> The task: All entries are to be repeated exactly as shown below.

= = = = =

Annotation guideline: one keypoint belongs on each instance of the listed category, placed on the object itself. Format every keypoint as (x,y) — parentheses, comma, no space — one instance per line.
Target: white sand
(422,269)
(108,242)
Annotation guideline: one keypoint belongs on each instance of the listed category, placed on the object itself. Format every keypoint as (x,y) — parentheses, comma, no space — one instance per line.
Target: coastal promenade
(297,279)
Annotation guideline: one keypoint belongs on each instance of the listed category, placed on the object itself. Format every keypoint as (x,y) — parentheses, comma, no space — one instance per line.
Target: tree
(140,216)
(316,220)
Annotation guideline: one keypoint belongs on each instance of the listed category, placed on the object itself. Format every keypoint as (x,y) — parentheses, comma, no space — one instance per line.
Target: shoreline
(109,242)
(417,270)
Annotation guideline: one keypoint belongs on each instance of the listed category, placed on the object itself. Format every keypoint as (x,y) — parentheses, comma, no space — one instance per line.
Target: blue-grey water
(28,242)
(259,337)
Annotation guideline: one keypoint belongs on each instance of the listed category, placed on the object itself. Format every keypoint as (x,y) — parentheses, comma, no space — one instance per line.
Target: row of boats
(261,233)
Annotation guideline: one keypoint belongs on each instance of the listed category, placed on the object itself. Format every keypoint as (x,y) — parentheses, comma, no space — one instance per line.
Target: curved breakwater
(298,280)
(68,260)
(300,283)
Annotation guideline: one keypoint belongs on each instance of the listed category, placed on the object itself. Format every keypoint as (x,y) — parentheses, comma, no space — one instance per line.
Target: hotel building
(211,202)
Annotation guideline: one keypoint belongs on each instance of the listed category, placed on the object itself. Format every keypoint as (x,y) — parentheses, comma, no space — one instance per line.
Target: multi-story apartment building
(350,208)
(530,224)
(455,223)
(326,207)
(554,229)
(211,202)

= = = = =

> Solution:
Annotation guideline: one keypoint belongs on each instance of the listed category, placed on the object itself. Format every keypoint as (x,y) — parentheses, comma, no space — one instance per line.
Target: white sand
(422,269)
(108,242)
Annotation guideline: one keypoint belongs on each instance of the listed category, placed on the object itself. Format every keypoint as (x,y) — parentheses, comma, no space — one instance per line.
Target: coastal promenade
(297,279)
Annotation guideline: one keypoint belongs on each instance of the listed category, placed on the object itself. Format every keypoint as (x,y) — parentheses, comma, no space — one instance per line.
Target: tree
(140,216)
(316,220)
Annotation guideline: one keypoint belongs on each instance of the listed category, placed on the object itself. Format every keypoint as (x,y) — parentheses, comma, no space — one instance per line.
Target: shoreline
(109,242)
(417,270)
Annotation guideline: one keypoint belongs on each instance of the listed category, placed on the object itself. Format every keypoint as (x,y) — parentheses, comma, no space — one instance per line.
Target: blue-grey water
(28,242)
(259,337)
Annotation guideline: one keypoint belongs on each instance of the listed category, placed on the object itself. Format every keypoint as (x,y) — parentheses, comma, no space — one instance per line.
Target: row of boats
(261,233)
Annotation guideline: one keypoint belongs on each instance of the listed category, placed on the object itself. Format every keypoint as (x,y) — parentheses, comma, no space — one instance per line.
Target: curved breakwater
(298,280)
(68,260)
(300,283)
Annotation guideline: one keypoint belongs on each instance of the listed category, placed on the object itself. Format every keypoint as (x,y) — parentheses, comma, no space — one instance per line.
Target: hotel building
(211,202)
Annotation guideline: one keypoint belongs on each instance of the listed category, placed on the object itself. Format every keypoint as (x,y) — parentheses, comma, no space — one instance per line.
Target: multi-story apartment building
(350,208)
(530,224)
(455,223)
(326,207)
(554,229)
(211,202)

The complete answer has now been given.